• [TASK DIRECTIONS]
Rewrite the entries below, changing each "mountain range" to "mountain ridge" and leaving everything else as it is.

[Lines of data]
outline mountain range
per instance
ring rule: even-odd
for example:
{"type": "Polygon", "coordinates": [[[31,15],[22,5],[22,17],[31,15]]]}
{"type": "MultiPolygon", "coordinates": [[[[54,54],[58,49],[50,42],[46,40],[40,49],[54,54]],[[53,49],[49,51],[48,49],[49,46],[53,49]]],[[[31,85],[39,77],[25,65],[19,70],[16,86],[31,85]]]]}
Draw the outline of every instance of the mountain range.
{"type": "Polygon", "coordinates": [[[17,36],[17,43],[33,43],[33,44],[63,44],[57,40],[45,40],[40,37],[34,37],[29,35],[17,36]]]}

• [THE RESULT]
outline mountain ridge
per instance
ring rule: even-odd
for example:
{"type": "Polygon", "coordinates": [[[31,15],[22,5],[22,17],[31,15]]]}
{"type": "MultiPolygon", "coordinates": [[[[54,54],[58,49],[50,42],[46,40],[40,49],[54,54]],[[53,49],[49,51],[48,49],[49,46],[53,49]]],[[[31,85],[39,77],[25,65],[19,70],[16,86],[31,85]]]]}
Draw the outline of every instance of the mountain ridge.
{"type": "Polygon", "coordinates": [[[17,36],[17,43],[33,43],[33,44],[63,44],[57,40],[45,40],[40,37],[34,37],[29,35],[17,36]]]}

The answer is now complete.